Directions: In the passage on the war in Afghanistan and terrorism, on what date did the New York Times report the findings of the classified investigations?

Page excerpt:
════
For example, when the Bush administration proclaimed war in Afghanistan as its prime approach to protecting Americans, anti-war critics argued that this approach would be of little value and might even drive more people to terrorism. And sure enough, the New York Times reported on June 16, 2002, based on conversations with senior government officials: "Classified investigations of the Qaeda threat now under way at the FBI and CIA have concluded that the war in Afghanistan failed to diminish the threat to the United States, the officials said. Instead, the war may have complicated counterterrorism efforts by dispersing potential attackers across a wider geographic area." Where careful police work can be effective against al Qaeda-type threats, as it has been in Germany, Spain, and elsewhere, bombing has had negligible positive benefit, as might be expected given that the terrorists did most of their planning not in Kabul or Kandahar but in Hamburg, Germany, and Paterson, New Jersey.
════
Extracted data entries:
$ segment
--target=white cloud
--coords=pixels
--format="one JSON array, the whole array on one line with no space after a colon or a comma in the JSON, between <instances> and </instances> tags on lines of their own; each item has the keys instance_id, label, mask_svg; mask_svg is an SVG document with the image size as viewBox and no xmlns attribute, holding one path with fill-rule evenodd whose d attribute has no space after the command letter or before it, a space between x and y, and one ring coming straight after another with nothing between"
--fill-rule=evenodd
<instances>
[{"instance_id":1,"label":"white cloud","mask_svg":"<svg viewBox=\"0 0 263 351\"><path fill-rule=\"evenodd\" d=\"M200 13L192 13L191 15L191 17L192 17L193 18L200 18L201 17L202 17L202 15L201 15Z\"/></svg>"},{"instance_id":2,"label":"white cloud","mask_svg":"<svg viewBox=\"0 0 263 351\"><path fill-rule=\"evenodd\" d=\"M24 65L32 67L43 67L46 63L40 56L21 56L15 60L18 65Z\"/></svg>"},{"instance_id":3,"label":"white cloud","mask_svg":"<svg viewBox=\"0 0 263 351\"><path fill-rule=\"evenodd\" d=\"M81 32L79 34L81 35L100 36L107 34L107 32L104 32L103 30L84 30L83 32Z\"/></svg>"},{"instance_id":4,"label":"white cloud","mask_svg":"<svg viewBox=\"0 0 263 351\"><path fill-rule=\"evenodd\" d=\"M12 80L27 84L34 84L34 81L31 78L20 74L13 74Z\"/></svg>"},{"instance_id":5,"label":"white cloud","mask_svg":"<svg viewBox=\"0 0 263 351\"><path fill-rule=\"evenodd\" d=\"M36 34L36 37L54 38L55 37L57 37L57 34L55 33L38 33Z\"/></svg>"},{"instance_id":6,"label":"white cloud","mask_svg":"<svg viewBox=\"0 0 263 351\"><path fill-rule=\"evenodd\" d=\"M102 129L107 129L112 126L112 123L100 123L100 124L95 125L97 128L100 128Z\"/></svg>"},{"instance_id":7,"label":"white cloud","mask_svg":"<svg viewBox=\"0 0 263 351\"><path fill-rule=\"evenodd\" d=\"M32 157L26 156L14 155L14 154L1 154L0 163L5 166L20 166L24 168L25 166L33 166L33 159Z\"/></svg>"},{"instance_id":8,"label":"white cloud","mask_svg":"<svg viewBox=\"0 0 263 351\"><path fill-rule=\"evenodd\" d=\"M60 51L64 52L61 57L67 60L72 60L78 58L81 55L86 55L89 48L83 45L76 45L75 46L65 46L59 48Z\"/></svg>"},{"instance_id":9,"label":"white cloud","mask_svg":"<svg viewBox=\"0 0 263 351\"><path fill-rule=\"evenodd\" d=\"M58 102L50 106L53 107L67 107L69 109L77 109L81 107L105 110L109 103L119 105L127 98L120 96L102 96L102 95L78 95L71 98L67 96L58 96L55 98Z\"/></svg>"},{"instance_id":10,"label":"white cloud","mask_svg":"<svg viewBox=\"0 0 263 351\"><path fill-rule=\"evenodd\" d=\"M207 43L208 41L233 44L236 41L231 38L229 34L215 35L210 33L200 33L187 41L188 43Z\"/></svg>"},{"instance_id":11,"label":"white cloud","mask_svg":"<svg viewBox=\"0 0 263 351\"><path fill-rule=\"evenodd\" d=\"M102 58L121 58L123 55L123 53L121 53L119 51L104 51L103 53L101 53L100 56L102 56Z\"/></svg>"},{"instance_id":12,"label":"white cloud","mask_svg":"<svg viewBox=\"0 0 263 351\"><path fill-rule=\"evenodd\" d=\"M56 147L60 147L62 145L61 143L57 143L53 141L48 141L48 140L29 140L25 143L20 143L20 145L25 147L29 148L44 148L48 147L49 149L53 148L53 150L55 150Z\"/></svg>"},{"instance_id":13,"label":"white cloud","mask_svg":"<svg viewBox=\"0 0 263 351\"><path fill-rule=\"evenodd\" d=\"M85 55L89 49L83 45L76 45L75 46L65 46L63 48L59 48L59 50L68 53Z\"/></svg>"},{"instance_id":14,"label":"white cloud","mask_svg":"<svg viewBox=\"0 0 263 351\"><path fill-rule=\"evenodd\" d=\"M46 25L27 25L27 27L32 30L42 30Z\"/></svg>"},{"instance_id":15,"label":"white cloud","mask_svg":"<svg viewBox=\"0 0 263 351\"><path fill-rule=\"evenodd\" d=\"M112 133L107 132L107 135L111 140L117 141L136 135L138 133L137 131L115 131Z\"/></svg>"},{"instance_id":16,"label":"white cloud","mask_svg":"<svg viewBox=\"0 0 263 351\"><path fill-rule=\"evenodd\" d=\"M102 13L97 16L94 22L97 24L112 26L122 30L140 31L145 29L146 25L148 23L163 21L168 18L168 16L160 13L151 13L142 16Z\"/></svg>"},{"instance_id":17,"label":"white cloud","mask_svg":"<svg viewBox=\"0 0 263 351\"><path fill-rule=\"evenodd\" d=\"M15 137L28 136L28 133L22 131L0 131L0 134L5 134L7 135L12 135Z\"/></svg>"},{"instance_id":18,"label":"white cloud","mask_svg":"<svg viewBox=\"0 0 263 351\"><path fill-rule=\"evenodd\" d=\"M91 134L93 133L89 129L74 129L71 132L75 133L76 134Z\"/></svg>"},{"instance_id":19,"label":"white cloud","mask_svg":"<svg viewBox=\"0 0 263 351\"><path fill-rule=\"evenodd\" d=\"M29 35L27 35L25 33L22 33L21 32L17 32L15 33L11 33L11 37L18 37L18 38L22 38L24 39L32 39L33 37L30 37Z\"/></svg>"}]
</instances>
════
Result of this exercise: June 16, 2002